### SHORT TASK
Copy the material from the line that contains "the rooftop railing" through the end, inclusive, swapping every "planogram log" for "shelf report" and leaving everything else unchanged. Give only those lines.
▼▼▼
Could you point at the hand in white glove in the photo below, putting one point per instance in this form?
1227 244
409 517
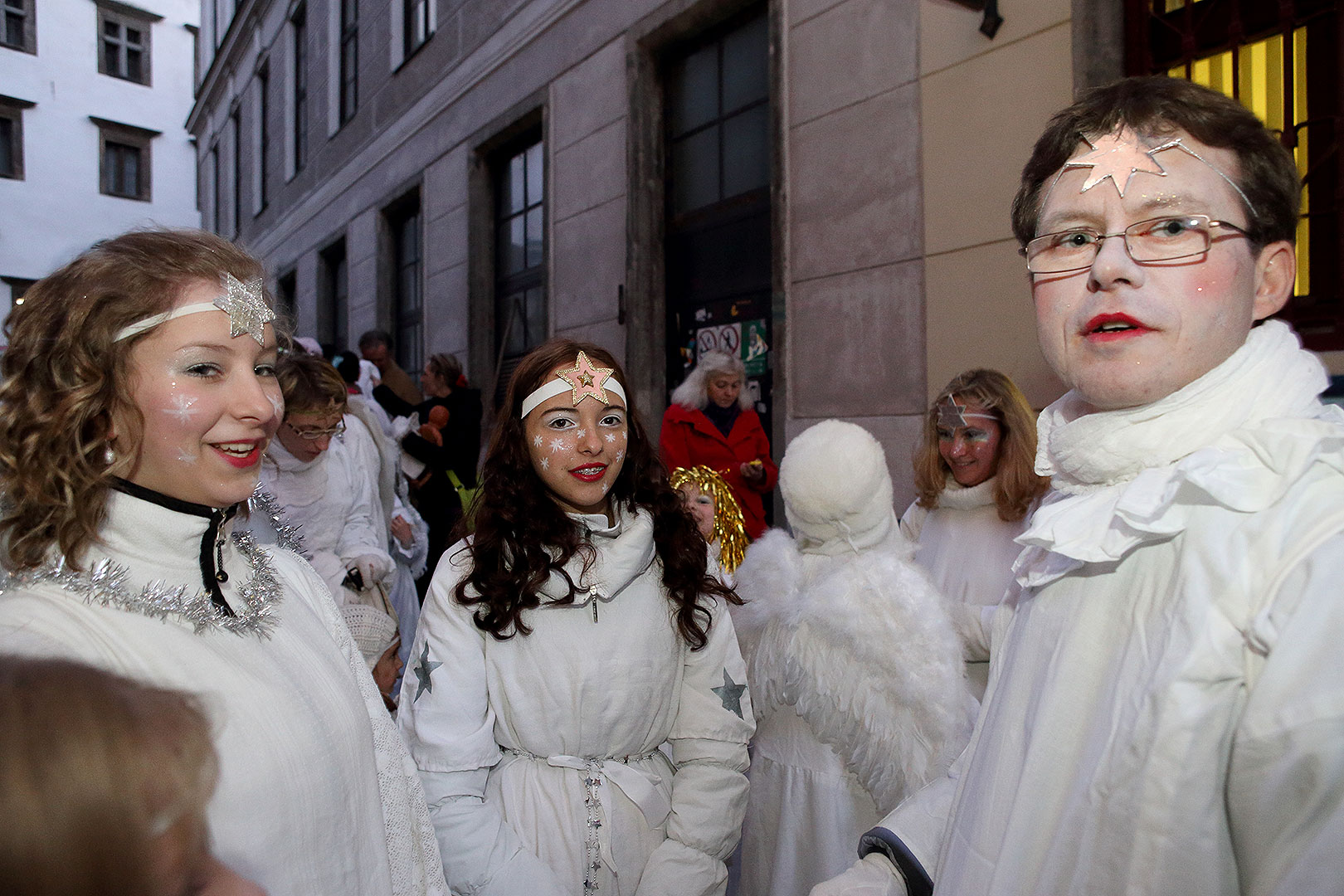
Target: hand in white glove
874 874
371 568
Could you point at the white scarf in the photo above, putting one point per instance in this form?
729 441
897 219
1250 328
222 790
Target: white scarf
960 497
1269 377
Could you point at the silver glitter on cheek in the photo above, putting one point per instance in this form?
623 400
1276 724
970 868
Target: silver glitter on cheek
183 407
277 405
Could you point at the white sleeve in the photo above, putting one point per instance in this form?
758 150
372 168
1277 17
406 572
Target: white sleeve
1285 783
360 533
449 727
710 758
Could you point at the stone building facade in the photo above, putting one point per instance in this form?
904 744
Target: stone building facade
93 97
821 184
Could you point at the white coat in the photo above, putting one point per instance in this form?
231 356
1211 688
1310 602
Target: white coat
528 744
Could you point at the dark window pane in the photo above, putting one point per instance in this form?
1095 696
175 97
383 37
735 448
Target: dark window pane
533 236
746 65
746 151
7 168
535 175
516 187
695 171
515 245
130 171
695 90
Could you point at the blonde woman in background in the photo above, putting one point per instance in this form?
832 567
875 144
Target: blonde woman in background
975 473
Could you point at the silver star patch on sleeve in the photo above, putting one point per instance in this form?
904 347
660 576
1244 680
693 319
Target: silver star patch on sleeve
424 670
246 308
730 694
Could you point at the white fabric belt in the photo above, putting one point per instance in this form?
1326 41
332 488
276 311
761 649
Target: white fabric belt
640 786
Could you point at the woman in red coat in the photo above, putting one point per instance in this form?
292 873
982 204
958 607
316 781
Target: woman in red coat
711 422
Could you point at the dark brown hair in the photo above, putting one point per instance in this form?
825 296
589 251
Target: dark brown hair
1016 484
66 377
1159 106
311 384
523 536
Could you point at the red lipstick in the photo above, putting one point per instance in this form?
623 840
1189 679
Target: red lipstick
1107 328
589 472
241 461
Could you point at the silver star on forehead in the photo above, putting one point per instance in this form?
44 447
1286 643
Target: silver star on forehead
246 308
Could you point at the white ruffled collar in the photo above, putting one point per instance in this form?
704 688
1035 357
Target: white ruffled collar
1239 437
960 497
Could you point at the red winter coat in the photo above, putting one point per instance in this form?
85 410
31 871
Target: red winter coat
689 438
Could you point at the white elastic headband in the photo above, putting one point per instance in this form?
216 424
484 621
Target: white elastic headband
244 303
583 381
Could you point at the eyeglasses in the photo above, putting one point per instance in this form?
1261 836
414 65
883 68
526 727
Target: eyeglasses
312 436
1157 240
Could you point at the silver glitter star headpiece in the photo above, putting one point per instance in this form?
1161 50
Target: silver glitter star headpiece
244 303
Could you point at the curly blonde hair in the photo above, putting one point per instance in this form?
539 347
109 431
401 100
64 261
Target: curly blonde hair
100 768
1016 484
66 379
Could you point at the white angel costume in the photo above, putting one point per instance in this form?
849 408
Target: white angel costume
1166 705
541 754
316 791
854 663
332 501
969 553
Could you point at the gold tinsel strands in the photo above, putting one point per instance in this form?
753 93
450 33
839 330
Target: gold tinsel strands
728 528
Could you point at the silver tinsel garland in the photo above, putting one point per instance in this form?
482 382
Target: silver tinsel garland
105 585
286 533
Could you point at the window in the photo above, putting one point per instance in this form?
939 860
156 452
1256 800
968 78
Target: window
11 136
262 147
236 175
416 26
19 32
403 222
519 175
332 312
124 153
286 295
348 60
216 202
718 232
124 41
1283 62
299 24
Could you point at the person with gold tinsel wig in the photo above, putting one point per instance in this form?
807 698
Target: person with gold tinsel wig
718 516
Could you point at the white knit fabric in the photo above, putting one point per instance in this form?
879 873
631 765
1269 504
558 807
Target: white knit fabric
316 791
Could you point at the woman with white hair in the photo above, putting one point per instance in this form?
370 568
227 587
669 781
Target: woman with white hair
711 422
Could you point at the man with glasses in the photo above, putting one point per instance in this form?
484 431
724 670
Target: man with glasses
1166 702
323 489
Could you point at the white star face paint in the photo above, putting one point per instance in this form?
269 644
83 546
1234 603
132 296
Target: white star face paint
572 449
971 446
207 402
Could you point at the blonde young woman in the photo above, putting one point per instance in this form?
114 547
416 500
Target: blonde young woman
975 473
139 397
108 781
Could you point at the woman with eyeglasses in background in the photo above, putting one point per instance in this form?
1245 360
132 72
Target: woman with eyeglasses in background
323 490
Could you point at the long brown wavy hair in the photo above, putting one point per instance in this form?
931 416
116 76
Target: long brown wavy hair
66 377
1016 484
523 536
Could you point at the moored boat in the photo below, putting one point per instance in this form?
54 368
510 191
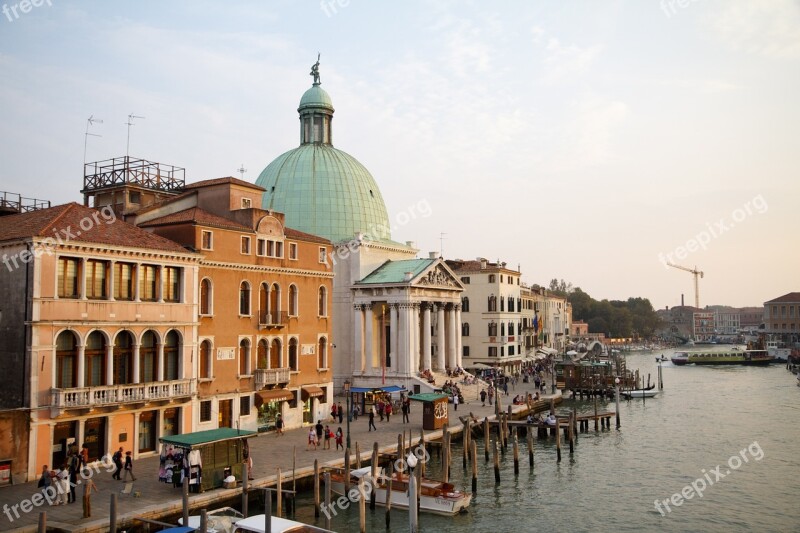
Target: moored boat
727 357
436 496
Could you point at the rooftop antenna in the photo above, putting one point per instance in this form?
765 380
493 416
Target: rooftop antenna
89 121
128 144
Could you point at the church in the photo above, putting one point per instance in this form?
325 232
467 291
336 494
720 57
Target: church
394 314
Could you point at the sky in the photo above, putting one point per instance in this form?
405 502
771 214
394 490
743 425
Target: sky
587 141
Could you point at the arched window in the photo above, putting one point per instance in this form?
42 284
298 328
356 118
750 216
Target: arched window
95 355
293 300
66 360
275 355
262 354
205 360
322 353
294 363
171 356
123 358
244 357
263 304
206 297
244 299
322 306
148 353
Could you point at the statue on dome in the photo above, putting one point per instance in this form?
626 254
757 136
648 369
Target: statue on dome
315 71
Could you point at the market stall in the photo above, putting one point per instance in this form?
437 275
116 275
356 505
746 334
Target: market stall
206 458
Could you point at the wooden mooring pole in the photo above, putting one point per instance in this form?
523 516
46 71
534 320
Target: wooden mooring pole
486 438
316 488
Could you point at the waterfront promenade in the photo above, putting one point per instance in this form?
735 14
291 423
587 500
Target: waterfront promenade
269 453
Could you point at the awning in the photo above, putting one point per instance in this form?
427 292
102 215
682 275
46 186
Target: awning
312 391
387 388
274 395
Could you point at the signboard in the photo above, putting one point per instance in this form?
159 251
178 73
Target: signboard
226 353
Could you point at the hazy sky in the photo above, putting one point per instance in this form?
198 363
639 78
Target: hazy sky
589 141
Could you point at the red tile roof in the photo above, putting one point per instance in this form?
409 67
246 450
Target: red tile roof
218 181
195 215
792 297
303 236
77 223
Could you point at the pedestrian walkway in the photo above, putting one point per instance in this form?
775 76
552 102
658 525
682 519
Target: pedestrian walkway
152 499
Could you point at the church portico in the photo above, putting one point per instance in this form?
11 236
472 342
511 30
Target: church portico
401 307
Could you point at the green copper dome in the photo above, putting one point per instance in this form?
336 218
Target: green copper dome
322 190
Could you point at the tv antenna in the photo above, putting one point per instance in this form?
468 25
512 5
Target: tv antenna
89 121
128 143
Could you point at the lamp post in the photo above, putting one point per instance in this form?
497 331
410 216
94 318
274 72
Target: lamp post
349 411
616 382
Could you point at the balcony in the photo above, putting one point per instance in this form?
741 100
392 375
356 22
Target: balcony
111 395
271 376
273 320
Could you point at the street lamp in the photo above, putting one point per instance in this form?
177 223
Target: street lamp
349 411
616 382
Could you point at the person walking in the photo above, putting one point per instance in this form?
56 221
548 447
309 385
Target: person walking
328 435
117 459
312 438
88 487
372 420
128 467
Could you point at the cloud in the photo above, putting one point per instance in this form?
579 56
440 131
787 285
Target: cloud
768 28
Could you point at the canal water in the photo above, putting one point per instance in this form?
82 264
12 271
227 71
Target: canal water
746 420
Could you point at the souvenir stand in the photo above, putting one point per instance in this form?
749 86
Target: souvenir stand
205 457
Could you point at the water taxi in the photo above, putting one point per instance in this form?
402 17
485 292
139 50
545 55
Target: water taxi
728 357
436 497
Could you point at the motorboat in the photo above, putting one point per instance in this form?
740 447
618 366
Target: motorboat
435 497
220 520
257 524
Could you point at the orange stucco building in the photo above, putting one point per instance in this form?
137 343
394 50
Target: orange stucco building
264 292
97 335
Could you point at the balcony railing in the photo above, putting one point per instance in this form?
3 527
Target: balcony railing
273 320
107 395
271 376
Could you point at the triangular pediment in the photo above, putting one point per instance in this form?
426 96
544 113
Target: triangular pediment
438 275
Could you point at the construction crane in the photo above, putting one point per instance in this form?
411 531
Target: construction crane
696 281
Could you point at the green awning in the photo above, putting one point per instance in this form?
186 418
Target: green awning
199 438
427 397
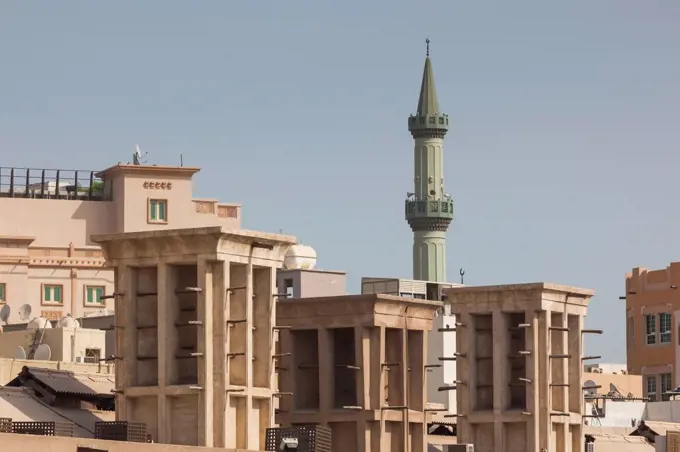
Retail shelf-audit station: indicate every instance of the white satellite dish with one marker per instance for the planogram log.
(20, 353)
(25, 311)
(590, 387)
(4, 314)
(43, 353)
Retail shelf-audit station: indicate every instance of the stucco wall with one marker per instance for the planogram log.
(10, 368)
(57, 444)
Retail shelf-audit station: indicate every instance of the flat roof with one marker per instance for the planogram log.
(524, 286)
(148, 169)
(254, 236)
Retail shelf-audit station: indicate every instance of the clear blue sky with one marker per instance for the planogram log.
(563, 157)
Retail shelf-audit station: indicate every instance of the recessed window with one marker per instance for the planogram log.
(93, 295)
(92, 355)
(666, 385)
(158, 211)
(650, 383)
(53, 294)
(650, 328)
(664, 328)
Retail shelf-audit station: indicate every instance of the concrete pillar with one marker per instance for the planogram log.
(167, 303)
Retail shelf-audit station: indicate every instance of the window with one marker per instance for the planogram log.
(666, 385)
(53, 294)
(650, 385)
(93, 295)
(92, 355)
(288, 287)
(664, 328)
(631, 332)
(650, 328)
(158, 211)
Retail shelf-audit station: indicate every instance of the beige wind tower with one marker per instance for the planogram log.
(357, 364)
(195, 311)
(519, 360)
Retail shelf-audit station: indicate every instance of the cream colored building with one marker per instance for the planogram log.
(195, 331)
(519, 358)
(47, 259)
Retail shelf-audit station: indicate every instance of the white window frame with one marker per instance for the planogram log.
(650, 333)
(651, 395)
(665, 330)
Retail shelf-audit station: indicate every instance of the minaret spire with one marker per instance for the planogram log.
(429, 210)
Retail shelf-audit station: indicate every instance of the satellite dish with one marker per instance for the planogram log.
(20, 353)
(590, 387)
(4, 314)
(25, 311)
(43, 353)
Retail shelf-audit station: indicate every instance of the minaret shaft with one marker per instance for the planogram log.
(429, 209)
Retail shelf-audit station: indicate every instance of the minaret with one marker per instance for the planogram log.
(429, 209)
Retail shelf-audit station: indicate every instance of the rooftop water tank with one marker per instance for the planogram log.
(299, 257)
(38, 323)
(68, 322)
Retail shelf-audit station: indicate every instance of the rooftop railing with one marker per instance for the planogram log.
(50, 184)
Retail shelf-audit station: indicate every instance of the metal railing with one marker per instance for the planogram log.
(50, 184)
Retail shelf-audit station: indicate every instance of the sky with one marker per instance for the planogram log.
(562, 157)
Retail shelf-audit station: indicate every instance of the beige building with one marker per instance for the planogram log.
(653, 328)
(356, 364)
(519, 358)
(47, 260)
(195, 313)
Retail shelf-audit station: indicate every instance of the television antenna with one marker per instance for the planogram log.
(4, 314)
(25, 311)
(137, 156)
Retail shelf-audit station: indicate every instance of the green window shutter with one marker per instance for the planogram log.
(161, 210)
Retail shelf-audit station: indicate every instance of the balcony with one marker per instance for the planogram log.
(50, 184)
(429, 209)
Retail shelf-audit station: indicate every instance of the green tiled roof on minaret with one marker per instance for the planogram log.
(428, 103)
(429, 209)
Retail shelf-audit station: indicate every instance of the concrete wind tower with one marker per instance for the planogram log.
▲▲▲
### OUTPUT FOR THIS TASK
Retail shelf-audit station: indicate every instance of the rooftop railing with one marker per instance for the shelf report.
(50, 184)
Retail shelf-audit station: indicate every instance of the metal railing with one marker per instance for the shelf report.
(50, 184)
Retail shelf-audit station: indicate every instance of the sky with one marker per instance for the shelf report.
(562, 157)
Retail shelf-audit station: indicate every instance of the beige building with one marker per instance for the shelf report.
(653, 328)
(356, 364)
(519, 358)
(47, 260)
(195, 313)
Retail shelf-audit station: indicate every instance of the television antenna with one marker per instance for the shelf report.
(4, 314)
(25, 311)
(137, 156)
Retail shelf-audit station: indicate every instance of the green window shutter with one marker per instance for the shelf report.
(161, 210)
Retail shelf-audit station: indicate every instance of the balcony with one marker per instance for the shelf report.
(50, 184)
(429, 209)
Retail shelf-audit station: indicate every instance of the green tiled roof on minaret with one marker per instance for the shelf report.
(428, 103)
(429, 209)
Retail shelf-audit station: indicate every instance of the concrete wind tower with one marker per instance for the shelf report.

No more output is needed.